### Required task
Count how many lines in the records below contain the string "long", with case taken into account. Reply with the number alone.

Location annotation dataset excerpts
• • • • • • •
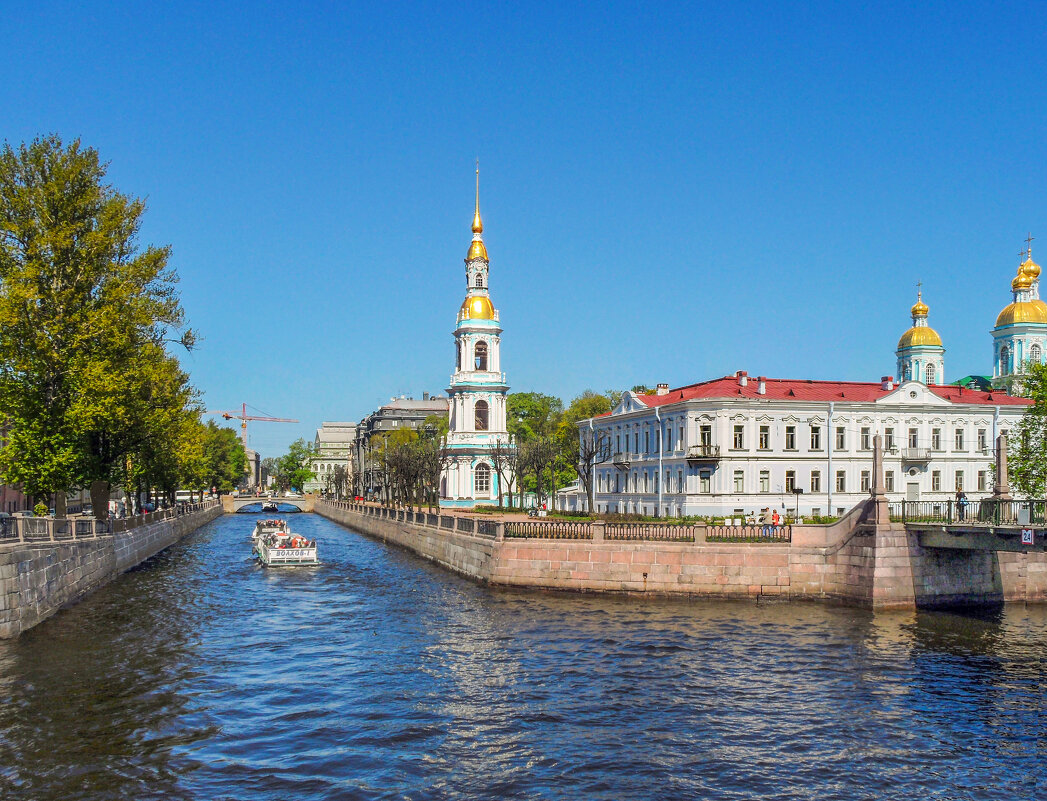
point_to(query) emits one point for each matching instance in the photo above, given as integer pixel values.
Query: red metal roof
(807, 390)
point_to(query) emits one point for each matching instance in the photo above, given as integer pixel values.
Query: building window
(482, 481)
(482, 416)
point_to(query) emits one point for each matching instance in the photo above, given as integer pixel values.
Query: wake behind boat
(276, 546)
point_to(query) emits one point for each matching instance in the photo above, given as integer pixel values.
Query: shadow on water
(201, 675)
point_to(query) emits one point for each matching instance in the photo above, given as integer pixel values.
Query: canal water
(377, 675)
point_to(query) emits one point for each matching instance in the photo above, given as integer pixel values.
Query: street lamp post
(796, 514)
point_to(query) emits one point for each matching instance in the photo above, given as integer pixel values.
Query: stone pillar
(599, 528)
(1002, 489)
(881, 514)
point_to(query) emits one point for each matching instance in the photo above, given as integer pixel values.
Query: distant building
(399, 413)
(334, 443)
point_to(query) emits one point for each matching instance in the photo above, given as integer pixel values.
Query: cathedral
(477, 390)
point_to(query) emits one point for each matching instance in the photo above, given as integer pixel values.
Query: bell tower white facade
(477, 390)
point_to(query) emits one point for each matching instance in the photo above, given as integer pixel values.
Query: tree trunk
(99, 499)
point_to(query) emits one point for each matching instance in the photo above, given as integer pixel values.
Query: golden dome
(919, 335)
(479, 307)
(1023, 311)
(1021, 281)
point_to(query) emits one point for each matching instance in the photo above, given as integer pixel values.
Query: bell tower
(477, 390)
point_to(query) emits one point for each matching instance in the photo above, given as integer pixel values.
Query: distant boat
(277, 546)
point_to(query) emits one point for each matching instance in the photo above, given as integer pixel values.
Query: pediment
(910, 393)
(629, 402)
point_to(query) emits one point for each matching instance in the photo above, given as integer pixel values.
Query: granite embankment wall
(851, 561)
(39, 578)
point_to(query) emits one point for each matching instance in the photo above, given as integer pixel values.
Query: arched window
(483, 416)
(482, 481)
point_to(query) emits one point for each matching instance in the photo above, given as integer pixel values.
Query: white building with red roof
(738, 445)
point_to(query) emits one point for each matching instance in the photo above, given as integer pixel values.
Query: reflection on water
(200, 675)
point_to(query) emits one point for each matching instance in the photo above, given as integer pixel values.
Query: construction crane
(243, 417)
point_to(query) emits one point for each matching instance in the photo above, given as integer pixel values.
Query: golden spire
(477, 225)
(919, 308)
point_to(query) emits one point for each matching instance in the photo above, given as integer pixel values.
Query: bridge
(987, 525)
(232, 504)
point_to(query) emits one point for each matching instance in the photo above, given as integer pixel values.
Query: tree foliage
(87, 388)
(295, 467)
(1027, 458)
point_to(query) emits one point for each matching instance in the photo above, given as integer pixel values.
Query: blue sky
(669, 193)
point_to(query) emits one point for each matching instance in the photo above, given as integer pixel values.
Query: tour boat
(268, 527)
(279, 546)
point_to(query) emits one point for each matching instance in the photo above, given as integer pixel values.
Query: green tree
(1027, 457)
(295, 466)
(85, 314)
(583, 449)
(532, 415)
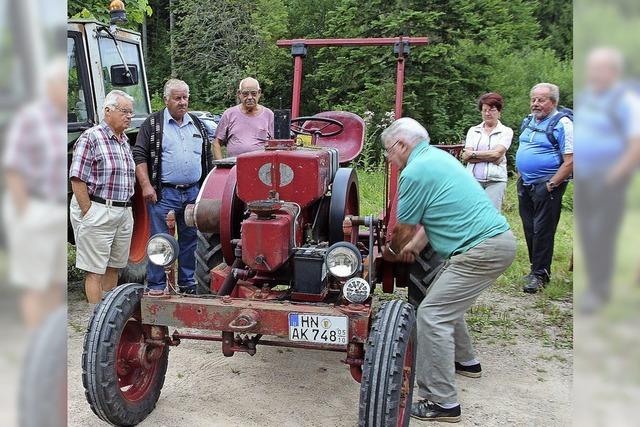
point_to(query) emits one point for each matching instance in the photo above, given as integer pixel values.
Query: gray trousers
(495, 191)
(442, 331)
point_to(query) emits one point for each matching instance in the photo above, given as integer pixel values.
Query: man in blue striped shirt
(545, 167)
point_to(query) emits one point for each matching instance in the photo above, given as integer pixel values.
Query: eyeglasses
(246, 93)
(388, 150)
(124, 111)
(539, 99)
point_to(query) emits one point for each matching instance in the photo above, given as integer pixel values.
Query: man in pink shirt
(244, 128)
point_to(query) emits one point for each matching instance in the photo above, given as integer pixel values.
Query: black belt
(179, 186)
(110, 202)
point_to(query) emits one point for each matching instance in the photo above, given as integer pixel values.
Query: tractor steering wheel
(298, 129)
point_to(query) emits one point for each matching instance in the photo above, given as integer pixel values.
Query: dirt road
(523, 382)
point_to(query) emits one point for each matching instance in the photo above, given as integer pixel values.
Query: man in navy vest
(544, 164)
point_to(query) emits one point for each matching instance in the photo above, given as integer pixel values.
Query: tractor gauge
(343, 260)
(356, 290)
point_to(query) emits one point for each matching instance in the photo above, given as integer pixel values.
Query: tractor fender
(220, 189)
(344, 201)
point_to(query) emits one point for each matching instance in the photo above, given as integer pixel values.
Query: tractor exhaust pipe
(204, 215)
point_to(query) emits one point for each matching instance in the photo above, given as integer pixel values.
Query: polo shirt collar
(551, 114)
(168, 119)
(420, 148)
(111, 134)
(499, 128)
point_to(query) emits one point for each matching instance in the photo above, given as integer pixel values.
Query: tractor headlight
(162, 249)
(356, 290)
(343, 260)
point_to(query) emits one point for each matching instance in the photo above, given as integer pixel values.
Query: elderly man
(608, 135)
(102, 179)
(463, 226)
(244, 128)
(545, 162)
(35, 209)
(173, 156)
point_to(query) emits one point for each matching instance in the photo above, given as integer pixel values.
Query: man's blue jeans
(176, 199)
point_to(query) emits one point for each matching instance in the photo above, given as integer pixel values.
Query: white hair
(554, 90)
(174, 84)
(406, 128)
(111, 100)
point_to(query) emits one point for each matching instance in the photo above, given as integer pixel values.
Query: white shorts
• • • • • • •
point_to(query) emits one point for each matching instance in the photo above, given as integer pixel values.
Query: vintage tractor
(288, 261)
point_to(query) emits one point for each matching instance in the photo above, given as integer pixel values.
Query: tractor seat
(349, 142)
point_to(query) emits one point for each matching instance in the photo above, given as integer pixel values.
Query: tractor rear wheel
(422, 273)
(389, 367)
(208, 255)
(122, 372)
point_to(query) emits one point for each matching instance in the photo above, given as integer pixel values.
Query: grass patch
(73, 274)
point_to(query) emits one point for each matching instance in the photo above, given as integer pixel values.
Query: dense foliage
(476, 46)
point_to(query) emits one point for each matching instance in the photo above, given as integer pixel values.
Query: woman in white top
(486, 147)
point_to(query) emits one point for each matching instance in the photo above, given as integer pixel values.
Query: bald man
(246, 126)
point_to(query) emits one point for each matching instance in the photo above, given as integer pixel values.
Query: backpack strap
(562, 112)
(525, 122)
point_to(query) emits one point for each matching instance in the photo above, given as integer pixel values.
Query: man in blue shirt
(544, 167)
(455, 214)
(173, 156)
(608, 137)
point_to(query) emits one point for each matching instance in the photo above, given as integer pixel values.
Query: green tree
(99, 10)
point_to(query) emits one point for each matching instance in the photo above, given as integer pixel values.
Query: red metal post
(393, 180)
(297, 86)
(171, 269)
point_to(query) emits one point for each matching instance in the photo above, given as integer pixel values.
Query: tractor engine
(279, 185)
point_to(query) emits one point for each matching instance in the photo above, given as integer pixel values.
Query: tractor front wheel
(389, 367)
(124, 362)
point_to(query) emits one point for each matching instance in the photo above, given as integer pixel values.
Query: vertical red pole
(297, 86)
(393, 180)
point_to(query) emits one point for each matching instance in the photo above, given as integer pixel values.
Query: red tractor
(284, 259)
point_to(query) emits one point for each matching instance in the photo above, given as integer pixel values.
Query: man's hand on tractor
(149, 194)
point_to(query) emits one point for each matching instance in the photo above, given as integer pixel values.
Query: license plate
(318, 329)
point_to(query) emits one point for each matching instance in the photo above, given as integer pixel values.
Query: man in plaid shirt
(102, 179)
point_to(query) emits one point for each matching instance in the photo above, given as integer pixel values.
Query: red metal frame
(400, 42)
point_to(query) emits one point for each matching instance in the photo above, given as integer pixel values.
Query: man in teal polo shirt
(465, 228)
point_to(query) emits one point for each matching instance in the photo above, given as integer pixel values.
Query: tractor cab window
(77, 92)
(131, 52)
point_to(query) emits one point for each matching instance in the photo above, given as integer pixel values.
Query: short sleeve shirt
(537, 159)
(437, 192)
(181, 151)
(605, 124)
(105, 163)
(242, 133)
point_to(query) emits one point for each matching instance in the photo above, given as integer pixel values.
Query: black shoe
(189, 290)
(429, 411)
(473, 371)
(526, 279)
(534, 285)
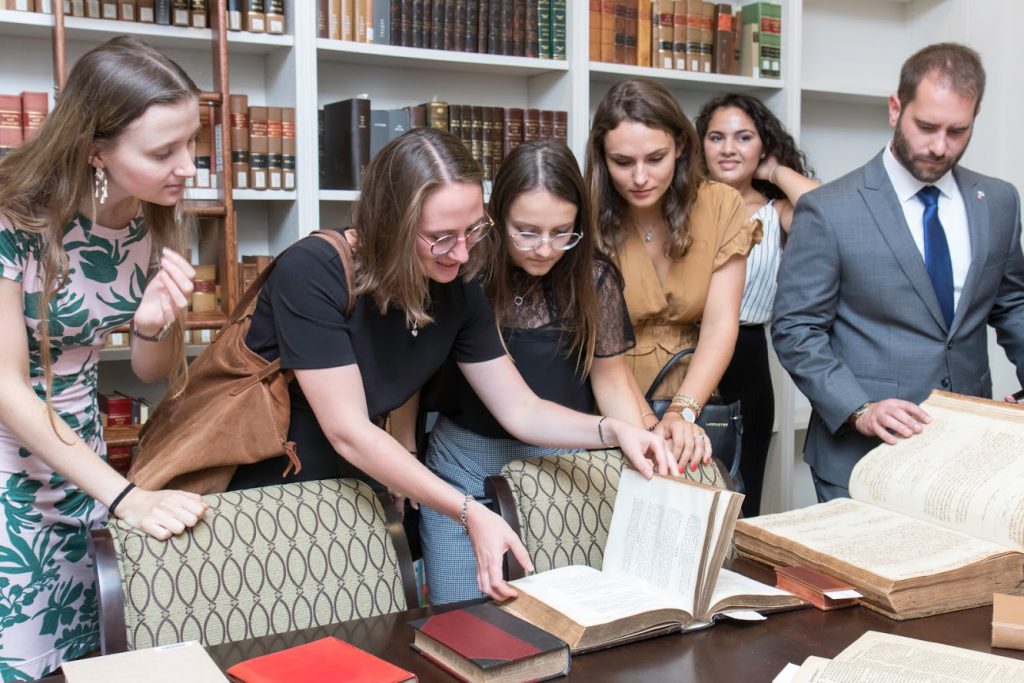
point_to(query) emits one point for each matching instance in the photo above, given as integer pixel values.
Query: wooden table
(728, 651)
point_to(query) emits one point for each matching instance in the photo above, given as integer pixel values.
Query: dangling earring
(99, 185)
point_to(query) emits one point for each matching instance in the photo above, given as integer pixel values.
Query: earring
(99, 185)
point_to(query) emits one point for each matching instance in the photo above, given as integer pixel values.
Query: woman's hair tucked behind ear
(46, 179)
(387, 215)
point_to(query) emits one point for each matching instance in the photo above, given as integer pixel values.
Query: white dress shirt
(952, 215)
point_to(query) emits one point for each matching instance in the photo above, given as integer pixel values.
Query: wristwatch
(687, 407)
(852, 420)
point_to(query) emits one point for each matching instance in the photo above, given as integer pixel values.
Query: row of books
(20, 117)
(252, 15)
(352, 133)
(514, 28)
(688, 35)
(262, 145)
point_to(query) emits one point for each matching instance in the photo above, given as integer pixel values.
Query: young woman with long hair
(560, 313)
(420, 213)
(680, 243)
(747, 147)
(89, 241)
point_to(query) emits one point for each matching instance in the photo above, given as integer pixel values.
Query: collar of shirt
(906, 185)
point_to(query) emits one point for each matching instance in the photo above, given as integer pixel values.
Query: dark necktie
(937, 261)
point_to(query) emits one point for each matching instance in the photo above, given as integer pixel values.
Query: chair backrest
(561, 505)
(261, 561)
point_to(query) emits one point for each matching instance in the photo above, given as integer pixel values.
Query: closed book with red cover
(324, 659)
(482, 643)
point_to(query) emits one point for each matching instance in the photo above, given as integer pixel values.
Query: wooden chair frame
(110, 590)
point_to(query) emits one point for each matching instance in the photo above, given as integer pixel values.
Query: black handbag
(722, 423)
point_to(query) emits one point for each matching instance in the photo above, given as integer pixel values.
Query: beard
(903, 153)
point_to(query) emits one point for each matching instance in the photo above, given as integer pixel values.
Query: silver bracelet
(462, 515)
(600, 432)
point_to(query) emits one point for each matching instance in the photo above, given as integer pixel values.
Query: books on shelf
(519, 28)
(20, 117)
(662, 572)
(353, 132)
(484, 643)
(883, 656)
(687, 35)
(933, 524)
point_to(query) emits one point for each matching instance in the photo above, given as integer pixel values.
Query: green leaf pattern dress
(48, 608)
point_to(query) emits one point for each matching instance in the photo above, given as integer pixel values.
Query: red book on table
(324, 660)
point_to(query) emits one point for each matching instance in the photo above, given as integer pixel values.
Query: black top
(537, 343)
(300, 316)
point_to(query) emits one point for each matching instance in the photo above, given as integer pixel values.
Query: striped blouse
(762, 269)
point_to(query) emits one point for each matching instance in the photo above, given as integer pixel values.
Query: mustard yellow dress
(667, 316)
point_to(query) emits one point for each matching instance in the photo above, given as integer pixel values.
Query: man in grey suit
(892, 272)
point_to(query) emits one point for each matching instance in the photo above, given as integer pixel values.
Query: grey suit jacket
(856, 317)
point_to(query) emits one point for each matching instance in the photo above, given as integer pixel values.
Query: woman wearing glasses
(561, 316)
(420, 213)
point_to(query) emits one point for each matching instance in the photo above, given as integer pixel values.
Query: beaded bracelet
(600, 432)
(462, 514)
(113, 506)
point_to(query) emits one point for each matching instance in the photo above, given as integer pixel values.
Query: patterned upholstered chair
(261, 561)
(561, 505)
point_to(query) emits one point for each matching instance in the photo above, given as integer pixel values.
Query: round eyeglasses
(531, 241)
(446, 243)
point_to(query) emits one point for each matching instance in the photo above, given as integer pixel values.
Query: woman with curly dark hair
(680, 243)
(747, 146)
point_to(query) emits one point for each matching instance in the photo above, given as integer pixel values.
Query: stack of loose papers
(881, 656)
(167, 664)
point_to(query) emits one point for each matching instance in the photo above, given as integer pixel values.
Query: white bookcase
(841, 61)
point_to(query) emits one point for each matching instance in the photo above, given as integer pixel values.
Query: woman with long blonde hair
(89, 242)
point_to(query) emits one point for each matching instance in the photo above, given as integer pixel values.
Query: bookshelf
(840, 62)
• • • • • • •
### The output
2